* _TO BE DONE_
Pull out each of the items below and reproduce it word for word.

Dataset excerpts on object pointing
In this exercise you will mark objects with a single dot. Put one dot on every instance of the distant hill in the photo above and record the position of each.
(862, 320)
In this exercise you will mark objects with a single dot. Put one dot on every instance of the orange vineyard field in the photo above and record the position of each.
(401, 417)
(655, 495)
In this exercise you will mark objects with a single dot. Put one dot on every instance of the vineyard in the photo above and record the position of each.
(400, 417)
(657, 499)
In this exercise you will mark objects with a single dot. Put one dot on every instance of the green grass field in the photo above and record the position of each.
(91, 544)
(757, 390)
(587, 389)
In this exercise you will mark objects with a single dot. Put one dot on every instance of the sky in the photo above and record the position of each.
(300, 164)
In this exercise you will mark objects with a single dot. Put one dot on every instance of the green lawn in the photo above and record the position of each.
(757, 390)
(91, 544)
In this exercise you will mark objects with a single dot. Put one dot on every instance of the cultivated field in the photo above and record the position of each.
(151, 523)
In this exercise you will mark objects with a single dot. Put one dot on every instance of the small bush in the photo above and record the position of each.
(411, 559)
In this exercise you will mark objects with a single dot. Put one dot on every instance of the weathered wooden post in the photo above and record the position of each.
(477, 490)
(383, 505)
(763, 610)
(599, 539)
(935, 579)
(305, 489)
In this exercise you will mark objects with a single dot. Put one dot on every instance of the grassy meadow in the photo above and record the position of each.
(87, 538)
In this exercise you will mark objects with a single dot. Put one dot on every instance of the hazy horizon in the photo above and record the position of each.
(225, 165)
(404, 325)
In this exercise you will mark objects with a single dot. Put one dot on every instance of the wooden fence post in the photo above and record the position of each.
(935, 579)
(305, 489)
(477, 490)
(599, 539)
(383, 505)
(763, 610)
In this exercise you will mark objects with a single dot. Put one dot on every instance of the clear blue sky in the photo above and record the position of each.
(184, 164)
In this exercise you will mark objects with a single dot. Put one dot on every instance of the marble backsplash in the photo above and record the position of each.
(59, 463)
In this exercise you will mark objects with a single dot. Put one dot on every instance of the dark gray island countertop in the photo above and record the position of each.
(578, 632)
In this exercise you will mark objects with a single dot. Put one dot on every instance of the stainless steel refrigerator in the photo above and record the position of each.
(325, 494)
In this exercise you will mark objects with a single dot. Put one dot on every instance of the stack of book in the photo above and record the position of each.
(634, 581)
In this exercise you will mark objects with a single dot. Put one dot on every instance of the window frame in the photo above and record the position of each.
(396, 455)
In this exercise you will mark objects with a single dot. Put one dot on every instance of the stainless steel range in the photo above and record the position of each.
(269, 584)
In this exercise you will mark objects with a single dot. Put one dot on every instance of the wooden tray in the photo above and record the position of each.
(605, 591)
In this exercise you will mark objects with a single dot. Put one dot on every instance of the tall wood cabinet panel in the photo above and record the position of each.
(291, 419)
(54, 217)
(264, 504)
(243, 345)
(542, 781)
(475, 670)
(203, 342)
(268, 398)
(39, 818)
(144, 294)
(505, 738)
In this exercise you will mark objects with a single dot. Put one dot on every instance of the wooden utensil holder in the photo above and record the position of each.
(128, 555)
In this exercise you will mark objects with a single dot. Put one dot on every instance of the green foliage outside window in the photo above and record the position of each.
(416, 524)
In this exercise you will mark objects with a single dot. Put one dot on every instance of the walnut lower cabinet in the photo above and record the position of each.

* _RESPONSE_
In this exercise you will mark objects with a single dot. Put one dot on every instance of the distant hill in the photo above and record the position of each.
(862, 320)
In this exercise you will mark objects with a single dot. Put one dot on every instance of the orange vineyard field in the photo above and record the position of each.
(401, 417)
(655, 495)
In this exercise you will mark objects with a single dot. Put one dot on every instance of the vineyard in the photo above and record the position of each.
(400, 417)
(657, 499)
In this exercise you will mark objects with a single dot. Put one dot on every instance of the green grass field in the photo above and record the position of each.
(91, 544)
(757, 390)
(587, 389)
In this exercise you will mark objects with a single dot. Put one dot on every instance of the sky in the photo above and record the position of each.
(300, 164)
In this exercise you will mark objects with a single dot. Put one dot on every instance of the green lawn in the photo above and record the position of each.
(757, 390)
(91, 544)
In this exercise you will mark objects with a single dot. Put one dot on every instance of the cultivated field in the photo above and record the position of each.
(151, 523)
In this exercise you will mark objects with a single dot. Put one dot on every instance of the small bush in the photo above and record the position of each.
(411, 559)
In this exercise you will mark objects with a single dot. Put one dot on every instance of the weathered wooden post in the photo above and record the position of each.
(477, 490)
(383, 505)
(763, 610)
(599, 539)
(935, 579)
(305, 489)
In this exercise you will mark objects with a single dot. Put one dot on every instance of the grassy meadow in the photo above and record the position of each.
(87, 538)
In this exercise you will mark objects with a single dot. Put one dot on every instance of the hazy horizon in the photo above and record the position of each.
(225, 165)
(404, 325)
In this exercise you will mark objects with a single dot. Put one dot on every instance of the wooden fence post in the photo above and record the position of each.
(935, 579)
(305, 489)
(477, 490)
(599, 539)
(383, 505)
(763, 610)
In this exercise you will mark objects with a single dot. Put one dot on every instance of the clear blue sky in the photo above and record the position of each.
(184, 164)
In this exercise you will mark objects with a single dot. Put one dot on every instance of the marble backsplash in the photo above and record the position of each.
(59, 463)
In this exercise you will mark objects with a single dot. Put one dot on every instance of the dark gray island countertop in the photo above and record the position of each.
(578, 632)
In this exercise you will mark objects with a single dot. Put one dot on every instance of the stainless steel refrigerator in the photo above and record the position of each.
(325, 494)
In this exercise you will mark objects with a single dot. Put one dot on every instance of the stack of book in the photo above and record the position of each.
(634, 581)
In this exercise you will mark objects with a single dot. Put one dot on every instance of the window frame in the photo above and record the position of each.
(396, 455)
In this exercise you will mark objects with a single dot. Put one dot on every instance of the stainless steel range in the photo above and record the position of each.
(269, 584)
In this exercise you will mark objects with a single dot. Put one dot on every instance of the wooden tray in the photo above and record the position of each.
(605, 591)
In this exercise you will mark objects with a single dot. Put one dot on every instance of the tall wood cabinet panel in the photo above and record the position of each.
(291, 419)
(54, 217)
(264, 504)
(243, 345)
(542, 781)
(475, 670)
(203, 342)
(268, 398)
(39, 818)
(144, 294)
(505, 738)
In this exercise you will mark objects with a single dot. Put one dot on every instance of the wooden utensil holder in the photo above and record the position of each.
(128, 555)
In this exercise you will mark objects with a single dot. Put one dot on every instance of the green foliage outside window in the photo above and record the position of each.
(416, 524)
In this exercise you will mark objects with a single dot. Put one dot on every instance of the walnut lower cabinet in the photo above and record the position of each.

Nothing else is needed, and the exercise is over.